◆ REQUIREMENTS ◆
A. Answer the following questions using the Wonder bit thread.
(i) According to Spirithorse, for what purpose should the Wonder bit not be used?
(ii) What type of bit does JustDressageIt ask about, wondering what happened to it?
(iii) On which horses does Scoutrider report seeing a great many of these bits?
B. Write the next portion of the Wonder bit thread, picking up after its final sentence.

◆ SOURCE EXTRACT ◆
[start]
# Wonder bits ~ The truth



## Sunny06 (Jun 22, 2009)

Found this and thought I'd share. What are yall's thoughts? 

The "Wonder" Bit


----------



## Spirithorse (Jun 21, 2007)

For the most part I agree. I do not agree, however, that it should be used to get a horse's head up. There are much more effective ways to do that than to slap this contraption in a horse's mouth.


----------



## Sunny06 (Jun 22, 2009)

That's the point of the article. To tell you it has no head-raising action


----------



## JustDressageIt (Oct 4, 2007)

I've always wondered at these bits... as in, why people would bother with them?

Darnit people! What happened to good ol' snaffles??


----------



## Brighteyes (Mar 8, 2009)

*Shakes head* The wonder bit is no wonder at all.


----------



## Scoutrider (Jun 4, 2009)

Every now and again I put a western saddle on my guy and do some games for sheer fun, and a break for Scout. I see a TON of these bits on the "hard-core" gaming horses, and I always wonder whether the horses actually need them, or if people just use them because it's a "gaming" bit. The horses fly around the patterns with their heads up (jerking tie-downs: if it's designed to get their head up, why tie it down????), ears pinned, eyes rolling, and a hearty yank at the last minute by the rider to stop them.
[end]
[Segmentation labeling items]
[start]
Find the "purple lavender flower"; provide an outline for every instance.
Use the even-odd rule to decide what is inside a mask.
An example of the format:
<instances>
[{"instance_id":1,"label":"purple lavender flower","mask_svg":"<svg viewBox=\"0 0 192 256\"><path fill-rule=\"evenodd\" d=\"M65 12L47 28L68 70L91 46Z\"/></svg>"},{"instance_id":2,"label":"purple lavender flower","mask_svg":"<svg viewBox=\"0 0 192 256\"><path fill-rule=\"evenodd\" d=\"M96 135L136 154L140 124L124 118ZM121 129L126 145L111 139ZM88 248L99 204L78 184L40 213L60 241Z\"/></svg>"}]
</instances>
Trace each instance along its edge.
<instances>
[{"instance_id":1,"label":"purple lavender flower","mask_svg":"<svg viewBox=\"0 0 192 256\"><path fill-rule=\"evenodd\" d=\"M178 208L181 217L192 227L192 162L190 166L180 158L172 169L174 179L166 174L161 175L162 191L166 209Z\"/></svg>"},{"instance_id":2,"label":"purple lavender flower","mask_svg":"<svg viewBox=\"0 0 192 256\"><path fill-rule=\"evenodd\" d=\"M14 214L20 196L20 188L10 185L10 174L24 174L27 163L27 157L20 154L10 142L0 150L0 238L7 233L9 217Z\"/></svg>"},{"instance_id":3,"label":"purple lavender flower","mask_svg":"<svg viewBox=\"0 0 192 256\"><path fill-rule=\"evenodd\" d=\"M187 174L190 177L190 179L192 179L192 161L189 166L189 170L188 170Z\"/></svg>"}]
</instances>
[end]
◆ ANSWERS FOR THIS EXERCISE ◆
A.
(i) To get a horse's head up.
(ii) Good ol' snaffles.
(iii) The "hard-core" gaming horses.

B.
Maybe a decent bit in the right hands and for the right horse, but like the American TT, I've seen it marketed to the wrong people too many times.


----------



## smrobs (Jul 30, 2008)

^^Agreed. IMHO, they are basically a TT with gag action. No wonder at all people have bit evading, head tossing, hard to handle horses in these types of bits.


----------



## Sunny06 (Jun 22, 2009)

Yeah.. Why can't people just make _normal_ bits??


----------



## tempest (Jan 26, 2009)

This is somewhat off topic, but when I read some of the article I remembered something a judge at a local horse show told me. I had a horse that loved to put his tongue over the bit, but as soon as he did, he freaked out. So I routinely went through classes with an almost out-of-control horse. At the end of one class the judge came up to me and asked what type of bit I was using and I said a snaffle. She then said that because of fact that my horse kept putting his tongue over the bit, I should use a gag bit with a certain piece on it to stop that. I said ok, because she gave some advice and it was the polite thing to do, but as soon as I left the class, I gagged. The thought of a gag bit still makes me want to gag. So I told my RI about what the judge said she said, "Yeah, we're not doing that." and I agreed that nobody was ever going to make me ride in a gag bit.


----------



## Sunny06 (Jun 22, 2009)

bumpity bump

Another fail at a so-called 'good' bit... You just can't win..


----------



## mls (Nov 28, 2006)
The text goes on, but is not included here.